### What to produce
Extract the listing in its entirety, keeping each line identical to the original.

** begin Listed entries **

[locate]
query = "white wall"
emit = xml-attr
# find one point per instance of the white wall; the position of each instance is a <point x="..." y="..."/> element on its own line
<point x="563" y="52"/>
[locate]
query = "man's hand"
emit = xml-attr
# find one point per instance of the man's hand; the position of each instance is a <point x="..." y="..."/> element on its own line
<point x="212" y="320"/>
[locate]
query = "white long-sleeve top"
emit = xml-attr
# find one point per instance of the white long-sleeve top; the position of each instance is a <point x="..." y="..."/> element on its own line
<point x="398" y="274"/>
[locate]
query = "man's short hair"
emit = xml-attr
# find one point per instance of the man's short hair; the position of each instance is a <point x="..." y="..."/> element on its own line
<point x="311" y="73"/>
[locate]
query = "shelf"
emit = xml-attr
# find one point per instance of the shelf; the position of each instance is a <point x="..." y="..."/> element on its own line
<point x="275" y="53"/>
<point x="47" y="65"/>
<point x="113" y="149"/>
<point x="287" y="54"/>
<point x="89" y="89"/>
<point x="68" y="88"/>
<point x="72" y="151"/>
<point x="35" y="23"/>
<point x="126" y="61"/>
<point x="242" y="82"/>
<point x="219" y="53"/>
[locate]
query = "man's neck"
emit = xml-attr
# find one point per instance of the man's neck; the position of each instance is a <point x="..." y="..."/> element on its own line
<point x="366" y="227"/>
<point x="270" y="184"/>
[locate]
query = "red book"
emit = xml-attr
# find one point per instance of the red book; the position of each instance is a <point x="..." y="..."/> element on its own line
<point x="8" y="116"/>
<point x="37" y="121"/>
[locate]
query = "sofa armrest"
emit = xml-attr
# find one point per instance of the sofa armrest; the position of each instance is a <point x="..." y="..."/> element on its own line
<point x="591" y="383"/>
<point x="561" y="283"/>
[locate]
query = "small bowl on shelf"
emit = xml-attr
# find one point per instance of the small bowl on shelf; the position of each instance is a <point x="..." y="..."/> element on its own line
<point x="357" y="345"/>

** end Listed entries **

### Written answer
[locate]
query = "white wall"
emit = xml-attr
# find one point per instance of the white wall; the position of each instance is a <point x="..." y="..."/> element on its own line
<point x="563" y="52"/>
[locate]
query = "man's hand"
emit = xml-attr
# find one point per instance of the man's hand; the position of each instance is a <point x="..." y="..."/> element on its own line
<point x="212" y="320"/>
[locate]
query = "white long-sleeve top"
emit = xml-attr
# find one point per instance of the white long-sleeve top; the position of each instance is a <point x="..." y="..."/> element on its own line
<point x="398" y="274"/>
[locate]
query = "man's short hair"
emit = xml-attr
# find one point per instance of the man's short hair; the position of each instance is a <point x="..." y="..."/> element on its own line
<point x="311" y="73"/>
[locate]
query = "shelf"
emit = xml-attr
# find one point per instance of the shelf; the position of each instance is a <point x="..." y="..."/> element on its own line
<point x="275" y="53"/>
<point x="47" y="65"/>
<point x="113" y="149"/>
<point x="287" y="54"/>
<point x="89" y="89"/>
<point x="68" y="88"/>
<point x="72" y="151"/>
<point x="35" y="23"/>
<point x="126" y="61"/>
<point x="242" y="82"/>
<point x="219" y="53"/>
[locate]
query = "man's neck"
emit = xml-attr
# find one point per instance of the man's neck; the position of each instance is a <point x="..." y="..."/> element on its own line
<point x="366" y="227"/>
<point x="270" y="184"/>
[locate]
query = "red book"
emit = xml-attr
# find one point per instance of the red book; the position of each instance is a <point x="..." y="..."/> element on its own line
<point x="8" y="116"/>
<point x="37" y="121"/>
[locate]
query = "sofa armrest"
emit = xml-attr
# find one point per instance of the sofa armrest; the position of each instance is a <point x="..." y="..."/> element on its own line
<point x="591" y="383"/>
<point x="561" y="283"/>
[locate]
query = "small bowl on shelf"
emit = xml-attr
# find one point per instance of the small bowl on shelf; the position of each instance is a <point x="..." y="..."/> element on its own line
<point x="357" y="345"/>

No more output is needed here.